Copy out all of the material exactly as presented.

## Point-based annotation data
+++++

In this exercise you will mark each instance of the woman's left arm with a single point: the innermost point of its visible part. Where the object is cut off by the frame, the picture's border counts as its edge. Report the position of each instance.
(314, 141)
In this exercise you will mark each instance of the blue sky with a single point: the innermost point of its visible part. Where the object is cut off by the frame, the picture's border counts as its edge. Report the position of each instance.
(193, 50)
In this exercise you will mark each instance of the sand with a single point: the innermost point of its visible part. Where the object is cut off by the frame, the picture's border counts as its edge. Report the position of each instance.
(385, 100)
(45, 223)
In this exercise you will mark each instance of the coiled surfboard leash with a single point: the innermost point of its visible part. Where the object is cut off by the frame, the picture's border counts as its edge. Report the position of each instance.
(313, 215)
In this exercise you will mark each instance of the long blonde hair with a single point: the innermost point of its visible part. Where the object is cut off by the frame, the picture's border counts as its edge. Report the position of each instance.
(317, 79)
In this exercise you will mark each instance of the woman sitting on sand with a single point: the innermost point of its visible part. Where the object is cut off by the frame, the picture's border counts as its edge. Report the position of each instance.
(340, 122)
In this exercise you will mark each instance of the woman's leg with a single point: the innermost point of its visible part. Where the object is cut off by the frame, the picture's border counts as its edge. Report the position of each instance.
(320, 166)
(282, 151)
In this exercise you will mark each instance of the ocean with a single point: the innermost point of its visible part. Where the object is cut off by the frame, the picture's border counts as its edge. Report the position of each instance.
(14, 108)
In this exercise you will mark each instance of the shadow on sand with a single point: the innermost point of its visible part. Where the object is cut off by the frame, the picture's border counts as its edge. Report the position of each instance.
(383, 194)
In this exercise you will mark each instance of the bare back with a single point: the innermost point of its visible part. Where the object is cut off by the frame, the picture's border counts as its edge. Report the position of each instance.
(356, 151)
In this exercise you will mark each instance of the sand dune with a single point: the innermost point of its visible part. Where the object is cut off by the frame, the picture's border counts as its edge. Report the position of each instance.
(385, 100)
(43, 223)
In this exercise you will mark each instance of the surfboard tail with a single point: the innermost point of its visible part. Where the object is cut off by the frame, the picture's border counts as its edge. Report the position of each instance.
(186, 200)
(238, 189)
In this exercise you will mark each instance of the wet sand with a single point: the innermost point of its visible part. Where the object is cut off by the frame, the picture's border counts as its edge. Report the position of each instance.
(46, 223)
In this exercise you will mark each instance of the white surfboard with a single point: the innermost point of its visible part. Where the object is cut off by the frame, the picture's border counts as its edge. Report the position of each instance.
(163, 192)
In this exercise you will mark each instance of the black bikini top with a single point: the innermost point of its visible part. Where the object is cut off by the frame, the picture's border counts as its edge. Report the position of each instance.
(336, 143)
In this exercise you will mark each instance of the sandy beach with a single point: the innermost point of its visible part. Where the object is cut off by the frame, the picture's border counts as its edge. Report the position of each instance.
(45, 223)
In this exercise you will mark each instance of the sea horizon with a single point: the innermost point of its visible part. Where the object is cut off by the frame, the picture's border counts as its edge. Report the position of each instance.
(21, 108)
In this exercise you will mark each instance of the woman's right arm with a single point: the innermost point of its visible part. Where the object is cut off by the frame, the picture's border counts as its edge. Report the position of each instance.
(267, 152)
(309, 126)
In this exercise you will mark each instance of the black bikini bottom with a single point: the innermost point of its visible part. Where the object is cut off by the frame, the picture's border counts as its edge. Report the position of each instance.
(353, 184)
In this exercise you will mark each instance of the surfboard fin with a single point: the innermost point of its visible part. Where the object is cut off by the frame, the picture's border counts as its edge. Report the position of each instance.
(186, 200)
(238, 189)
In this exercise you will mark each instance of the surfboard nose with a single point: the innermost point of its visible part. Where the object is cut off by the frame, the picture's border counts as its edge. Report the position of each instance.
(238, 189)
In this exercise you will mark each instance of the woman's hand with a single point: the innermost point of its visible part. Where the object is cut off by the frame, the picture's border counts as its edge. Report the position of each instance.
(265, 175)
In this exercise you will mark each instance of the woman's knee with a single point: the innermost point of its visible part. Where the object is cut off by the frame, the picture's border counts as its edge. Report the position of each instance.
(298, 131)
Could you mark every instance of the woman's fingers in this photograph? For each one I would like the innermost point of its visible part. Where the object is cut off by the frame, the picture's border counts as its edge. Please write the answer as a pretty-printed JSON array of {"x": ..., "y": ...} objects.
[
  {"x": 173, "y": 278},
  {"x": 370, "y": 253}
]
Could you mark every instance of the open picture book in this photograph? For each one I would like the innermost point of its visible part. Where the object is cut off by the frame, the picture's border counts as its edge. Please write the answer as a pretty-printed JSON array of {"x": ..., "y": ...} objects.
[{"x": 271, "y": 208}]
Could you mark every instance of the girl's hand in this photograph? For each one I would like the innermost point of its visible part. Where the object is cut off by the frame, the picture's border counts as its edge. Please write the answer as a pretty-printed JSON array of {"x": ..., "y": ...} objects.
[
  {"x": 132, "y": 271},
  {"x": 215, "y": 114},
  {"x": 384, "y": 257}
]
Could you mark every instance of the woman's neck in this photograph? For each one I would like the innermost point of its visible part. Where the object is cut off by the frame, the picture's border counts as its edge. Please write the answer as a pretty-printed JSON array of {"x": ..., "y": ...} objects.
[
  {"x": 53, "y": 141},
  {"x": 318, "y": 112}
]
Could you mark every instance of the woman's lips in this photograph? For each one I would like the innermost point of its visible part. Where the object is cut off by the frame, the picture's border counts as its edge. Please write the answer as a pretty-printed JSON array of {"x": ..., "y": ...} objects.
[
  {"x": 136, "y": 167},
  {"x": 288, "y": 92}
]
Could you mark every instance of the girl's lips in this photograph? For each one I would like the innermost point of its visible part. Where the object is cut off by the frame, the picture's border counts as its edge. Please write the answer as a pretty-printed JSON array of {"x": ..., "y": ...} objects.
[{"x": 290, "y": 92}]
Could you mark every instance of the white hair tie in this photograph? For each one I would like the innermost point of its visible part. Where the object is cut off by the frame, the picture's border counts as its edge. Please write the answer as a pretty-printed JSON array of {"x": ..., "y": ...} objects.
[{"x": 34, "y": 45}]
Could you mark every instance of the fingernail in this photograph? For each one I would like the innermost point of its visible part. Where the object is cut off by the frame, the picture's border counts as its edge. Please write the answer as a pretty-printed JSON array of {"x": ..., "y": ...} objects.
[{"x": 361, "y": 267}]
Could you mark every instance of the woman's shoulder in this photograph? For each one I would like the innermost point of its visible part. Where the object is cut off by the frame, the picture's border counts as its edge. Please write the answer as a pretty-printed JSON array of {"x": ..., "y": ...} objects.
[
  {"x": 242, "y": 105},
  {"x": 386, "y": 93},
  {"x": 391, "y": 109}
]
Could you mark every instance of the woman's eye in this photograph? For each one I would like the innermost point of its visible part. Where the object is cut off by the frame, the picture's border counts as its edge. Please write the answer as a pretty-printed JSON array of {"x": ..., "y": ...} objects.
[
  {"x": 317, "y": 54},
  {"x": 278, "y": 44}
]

+++++

## Solution to this exercise
In this exercise you will mark each instance of the woman's left arm with a single point: the innermost point of its visible part. Where the object is cut off by the frame, the picture's border counts as its edge. Report the position of each instance.
(314, 141)
In this exercise you will mark each instance of the blue sky with a single point: the innermost point of its visible part. Where the object is cut off by the frame, the picture's border counts as its edge. Report the position of each instance.
(193, 50)
In this exercise you will mark each instance of the sand with a single point: the innermost point of its visible part. Where the object is cut off by the frame, the picture's border counts as its edge. Report the position of each instance.
(385, 100)
(45, 223)
In this exercise you will mark each instance of the coiled surfboard leash with a single point: the innermost point of its visible part. Where the object is cut off by the frame, the picture's border counts as its edge. Report the position of each instance.
(313, 215)
In this exercise you will mark each instance of the long blonde hair with a single point: the innermost point of its visible part. Where the object is cut off by the frame, the picture's border counts as its edge. Report the position of each instance.
(317, 79)
In this exercise you will mark each instance of the woman sitting on sand with a single point: the innermost point of its visible part. Where the object is cut off by the frame, the picture's border counts as its edge. Report the position of each instance.
(340, 122)
In this exercise you will mark each instance of the woman's leg with a single point: the innermost point of its visible part. Where the object is cut off by the frame, the picture's border counts as its edge. Report the position of each instance.
(320, 166)
(282, 151)
In this exercise you will mark each instance of the ocean with a single point: the innermost point of its visible part. Where the object is cut off by the frame, the picture's border counts as its edge. Report the position of each instance.
(14, 108)
In this exercise you will mark each instance of the shadow on sand with a single point: the innermost point of its visible part. Where the object is cut off by the frame, the picture's border counts as its edge. Report the position of each instance.
(383, 194)
In this exercise you will mark each instance of the bare back with a single point: the innermost point of its visible part. Where the object is cut off by the frame, the picture's border counts as its edge. Report the position of each instance.
(356, 151)
In this exercise you will mark each instance of the sand dune with a single point: the innermost point of its visible part. Where the object is cut off by the frame, the picture's border counts as its edge. Report the position of each instance.
(385, 100)
(43, 223)
In this exercise you will mark each instance of the surfboard tail with a single point: the innermost point of its visible part. Where the object is cut off by the frame, the picture's border counts as its edge. Report the position of each instance.
(186, 200)
(238, 189)
In this exercise you will mark each instance of the wet sand with a single point: the innermost point of its visible part. Where the object is cut off by the frame, the picture's border counts as its edge. Report the position of each instance.
(46, 223)
In this exercise you will mark each instance of the white surfboard with a single point: the innermost point of its visible part. Where the object is cut off by the frame, the picture's border counts as its edge. Report the position of each instance.
(163, 192)
In this exercise you will mark each instance of the black bikini top with a single point: the innermost point of its visible part. Where the object is cut off by the frame, the picture's border counts as its edge. Report the position of each instance.
(336, 143)
In this exercise you will mark each instance of the sandy beach with a single point: the innermost point of its visible part. Where the object is cut off by the frame, the picture's border counts as its edge. Report the position of each instance.
(45, 223)
In this exercise you will mark each instance of the sea horizon with a single point: the innermost point of its visible part. Where the object is cut off by the frame, the picture's border counts as its edge. Report the position of each instance.
(21, 108)
In this exercise you will mark each instance of the woman's right arm with a single point: the innermost point of its visible part. Where the object is cut off by the frame, the picture's border counts as its edge. Report the position of each instance.
(267, 152)
(309, 126)
In this exercise you will mark each instance of the black bikini bottom with a single point: the innermost point of its visible part. Where the object is cut off by the frame, the picture's border counts as its edge. Report the position of each instance.
(353, 184)
In this exercise you will mark each instance of the surfboard fin with a single point: the innermost point of its visible part. Where the object is cut off by the frame, the picture's border counts as its edge. Report the position of each instance.
(186, 200)
(238, 189)
In this exercise you will mark each instance of the surfboard nose with a single point: the innermost point of its visible part. Where the object is cut off by the frame, the picture's border counts as its edge. Report the position of each instance.
(238, 189)
In this exercise you will mark each instance of the woman's hand with a single point: the innermost point of its visible part. Where the object is cut off by the frame, the picture's border counts as its edge. Report the position of each instance.
(265, 175)
In this exercise you will mark each instance of the woman's knee with a single point: the innermost point of its visible part. Where the object is cut off by the frame, the picture's border counts as its edge. Report the position of each instance.
(298, 131)
Could you mark every instance of the woman's fingers in this photograph? For each one I would like the innermost point of its visible part. Where the object is cut off by the frame, the picture's border counts as its edge. Please write the answer as a pretty-printed JSON array of {"x": ..., "y": ...} objects.
[
  {"x": 173, "y": 278},
  {"x": 370, "y": 253}
]
Could you mark every instance of the open picture book in this photograph? For each one I would like the innermost point of its visible part. Where the object is cut off by the frame, the picture's border counts as its edge. Please write the answer as a pretty-printed JSON array of {"x": ..., "y": ...} objects.
[{"x": 271, "y": 208}]
Could you mark every instance of the girl's hand in this photograph? For each one I would like the innermost point of its visible part. Where the object is cut off by the frame, the picture's border counts as its edge. Please write the answer as a pretty-printed JSON array of {"x": ..., "y": ...} objects.
[
  {"x": 132, "y": 271},
  {"x": 215, "y": 114},
  {"x": 384, "y": 257}
]
Could you mark every instance of the woman's neck in this photograph? For each one I would like the innermost point of its visible part. Where the object is cut off by the frame, the picture's border counts as its edge. Please write the answer as a pretty-printed JSON array of {"x": ..., "y": ...} objects.
[
  {"x": 53, "y": 141},
  {"x": 318, "y": 112}
]
Could you mark every instance of the woman's lips in this photograph? For each one I would like the innermost point of its visible part. Where the object is cut off by the frame, the picture's border counts as its edge. Please write the answer as a pretty-printed JSON array of {"x": ..., "y": ...} objects.
[
  {"x": 136, "y": 167},
  {"x": 288, "y": 92}
]
Could you mark every instance of the girl's lips in this photograph? For each one I would like the innermost point of its visible part. Where the object is cut off by the frame, the picture's border counts as its edge. Please write the answer as a pretty-printed JSON array of {"x": ..., "y": ...} objects.
[{"x": 290, "y": 92}]
Could you mark every instance of the white hair tie in this photograph? For each one I would like the innermost point of its visible part. Where the object is cut off by the frame, the picture's border counts as its edge. Please write the answer as a pretty-printed JSON array of {"x": ..., "y": ...} objects.
[{"x": 34, "y": 45}]
Could you mark every instance of the fingernail in this photograph? For each one I would like the innermost point of its visible part. Where the object is cut off by the frame, the picture's border counts as its edge. Please write the answer as a pretty-printed JSON array of {"x": ..., "y": ...} objects.
[{"x": 361, "y": 267}]
Could you mark every instance of the woman's shoulder in this photograph? For each one I would like the innermost point of its visible part. Where the object is cut off by the frame, the picture's border counts as its edge. Please write the answer as a pretty-printed JSON array of {"x": ..., "y": ...} objects.
[
  {"x": 242, "y": 105},
  {"x": 386, "y": 93},
  {"x": 391, "y": 109}
]
Could you mark every instance of the woman's eye in this photograph? For each one I would like the innermost point of its visible part. Where the object is cut off by the frame, the picture's border counts as its edge. Please write the answer as a pretty-printed JSON array of {"x": ..., "y": ...} objects.
[
  {"x": 317, "y": 54},
  {"x": 278, "y": 44}
]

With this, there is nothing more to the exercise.